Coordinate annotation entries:
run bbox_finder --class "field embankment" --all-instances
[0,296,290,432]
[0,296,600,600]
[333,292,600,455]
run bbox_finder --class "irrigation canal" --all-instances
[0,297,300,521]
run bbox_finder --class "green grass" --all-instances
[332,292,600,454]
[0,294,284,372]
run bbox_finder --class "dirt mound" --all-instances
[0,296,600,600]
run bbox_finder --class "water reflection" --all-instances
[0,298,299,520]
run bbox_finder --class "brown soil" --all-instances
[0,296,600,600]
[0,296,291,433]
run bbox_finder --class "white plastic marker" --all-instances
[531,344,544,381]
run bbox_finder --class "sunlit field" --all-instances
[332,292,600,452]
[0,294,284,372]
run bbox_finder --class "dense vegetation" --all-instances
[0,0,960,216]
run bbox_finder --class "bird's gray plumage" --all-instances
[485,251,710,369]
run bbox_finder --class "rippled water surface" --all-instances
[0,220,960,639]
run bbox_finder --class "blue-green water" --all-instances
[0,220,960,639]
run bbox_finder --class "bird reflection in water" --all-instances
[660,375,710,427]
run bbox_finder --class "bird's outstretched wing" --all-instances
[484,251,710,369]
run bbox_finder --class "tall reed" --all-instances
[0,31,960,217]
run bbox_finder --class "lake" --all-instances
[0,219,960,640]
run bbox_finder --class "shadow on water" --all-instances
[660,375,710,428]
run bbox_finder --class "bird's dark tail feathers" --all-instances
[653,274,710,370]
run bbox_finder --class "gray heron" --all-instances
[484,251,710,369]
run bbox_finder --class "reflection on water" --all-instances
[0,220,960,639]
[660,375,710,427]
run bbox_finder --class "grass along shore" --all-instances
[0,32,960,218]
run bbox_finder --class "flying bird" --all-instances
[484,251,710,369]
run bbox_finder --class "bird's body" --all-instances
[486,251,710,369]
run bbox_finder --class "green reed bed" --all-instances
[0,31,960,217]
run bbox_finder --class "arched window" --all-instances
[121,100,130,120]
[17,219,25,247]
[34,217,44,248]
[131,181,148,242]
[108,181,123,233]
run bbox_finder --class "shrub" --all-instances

## [Challenge]
Please write out every one of the items above again, word for word and with nothing changed.

## [Exercise output]
run bbox_finder --class "field embankment" --all-instances
[0,296,290,432]
[0,296,600,600]
[333,292,600,455]
run bbox_finder --class "irrigation canal" --all-instances
[0,297,300,521]
run bbox_finder --class "green grass" --all-instances
[332,292,600,454]
[0,294,284,372]
run bbox_finder --class "dirt mound" --all-instances
[0,296,600,600]
run bbox_finder --class "water reflection" --all-instances
[0,298,299,520]
run bbox_finder --class "brown soil" --all-instances
[0,296,600,600]
[0,296,291,433]
run bbox_finder --class "white plastic marker" --all-instances
[531,344,544,381]
run bbox_finder --class "sunlit field" --all-instances
[332,292,600,452]
[0,294,284,372]
run bbox_finder --class "dense vegetation" --all-instances
[0,0,960,216]
run bbox_finder --class "bird's gray plumage" --all-instances
[485,251,710,369]
run bbox_finder --class "rippled water surface" --all-instances
[0,220,960,639]
run bbox_finder --class "blue-green water" --all-instances
[0,220,960,639]
run bbox_finder --class "bird reflection in water" --all-instances
[660,375,710,427]
run bbox_finder --class "bird's outstretched wing" --all-instances
[484,251,710,369]
run bbox_finder --class "tall reed" --all-instances
[0,31,960,217]
run bbox_finder --class "lake" --all-instances
[0,219,960,640]
run bbox_finder --class "shadow on water" --all-instances
[660,375,710,428]
run bbox_finder --class "bird's dark tail feathers" --all-instances
[653,274,710,370]
run bbox_finder --class "gray heron" --all-instances
[484,251,710,369]
run bbox_finder --class "reflection on water" --all-instances
[0,220,960,639]
[660,375,710,427]
run bbox_finder --class "grass along shore" --all-instances
[0,32,960,218]
run bbox_finder --class "flying bird" --all-instances
[484,251,710,369]
run bbox_finder --class "bird's body" --all-instances
[486,251,710,369]
run bbox_finder --class "green reed bed" --all-instances
[0,31,960,217]
run bbox_finder --class "arched window" --all-instances
[121,100,130,120]
[17,219,25,247]
[34,217,44,248]
[131,181,148,242]
[108,181,123,233]
run bbox_finder --class "shrub" --all-instances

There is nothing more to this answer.